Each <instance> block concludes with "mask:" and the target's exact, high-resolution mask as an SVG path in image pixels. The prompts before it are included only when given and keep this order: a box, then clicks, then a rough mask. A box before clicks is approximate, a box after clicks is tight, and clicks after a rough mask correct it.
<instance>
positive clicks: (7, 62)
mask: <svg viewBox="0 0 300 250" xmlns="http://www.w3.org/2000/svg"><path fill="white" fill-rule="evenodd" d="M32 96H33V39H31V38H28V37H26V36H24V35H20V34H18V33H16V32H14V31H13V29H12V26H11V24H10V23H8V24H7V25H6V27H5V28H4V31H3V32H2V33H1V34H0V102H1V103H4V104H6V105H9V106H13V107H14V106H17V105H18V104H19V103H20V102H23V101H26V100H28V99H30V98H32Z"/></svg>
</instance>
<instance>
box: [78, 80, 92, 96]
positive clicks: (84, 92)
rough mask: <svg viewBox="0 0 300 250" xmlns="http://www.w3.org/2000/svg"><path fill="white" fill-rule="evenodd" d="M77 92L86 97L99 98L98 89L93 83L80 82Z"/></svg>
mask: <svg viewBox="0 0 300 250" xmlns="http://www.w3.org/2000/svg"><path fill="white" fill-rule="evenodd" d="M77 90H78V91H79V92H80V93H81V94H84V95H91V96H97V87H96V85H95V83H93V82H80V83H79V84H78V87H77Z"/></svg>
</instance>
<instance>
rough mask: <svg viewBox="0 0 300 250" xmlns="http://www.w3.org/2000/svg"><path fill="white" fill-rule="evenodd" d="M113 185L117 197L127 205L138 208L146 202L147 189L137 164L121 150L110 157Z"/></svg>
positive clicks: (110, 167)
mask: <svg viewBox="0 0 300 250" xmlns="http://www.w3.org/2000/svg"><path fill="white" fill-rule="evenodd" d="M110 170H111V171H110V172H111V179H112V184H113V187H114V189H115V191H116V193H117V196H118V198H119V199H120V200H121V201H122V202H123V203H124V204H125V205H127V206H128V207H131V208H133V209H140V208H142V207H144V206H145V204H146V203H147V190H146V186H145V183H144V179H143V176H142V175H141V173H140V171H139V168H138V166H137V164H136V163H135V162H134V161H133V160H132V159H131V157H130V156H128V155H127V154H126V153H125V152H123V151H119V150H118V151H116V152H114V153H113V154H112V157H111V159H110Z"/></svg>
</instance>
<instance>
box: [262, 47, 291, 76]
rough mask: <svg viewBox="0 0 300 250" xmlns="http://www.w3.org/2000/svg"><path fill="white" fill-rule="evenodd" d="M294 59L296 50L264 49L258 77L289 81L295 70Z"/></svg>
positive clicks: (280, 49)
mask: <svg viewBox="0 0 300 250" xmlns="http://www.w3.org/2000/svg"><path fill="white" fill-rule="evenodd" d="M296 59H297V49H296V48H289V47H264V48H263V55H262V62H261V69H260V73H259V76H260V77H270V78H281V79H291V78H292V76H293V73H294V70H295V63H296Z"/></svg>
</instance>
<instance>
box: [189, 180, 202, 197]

◆ ◆ ◆ ◆ ◆

--- Work order ---
Give back, exactly and with nothing added, the lines from the line containing "positive clicks: (280, 49)" through the final line of the records above, both of them included.

--- Problem solution ---
positive clicks: (280, 49)
mask: <svg viewBox="0 0 300 250" xmlns="http://www.w3.org/2000/svg"><path fill="white" fill-rule="evenodd" d="M296 59H297V49H296V48H289V47H264V48H263V55H262V62H261V69H260V73H259V76H260V77H270V78H281V79H291V78H292V76H293V73H294V70H295V63H296Z"/></svg>
</instance>
<instance>
box: [189, 180, 202, 197]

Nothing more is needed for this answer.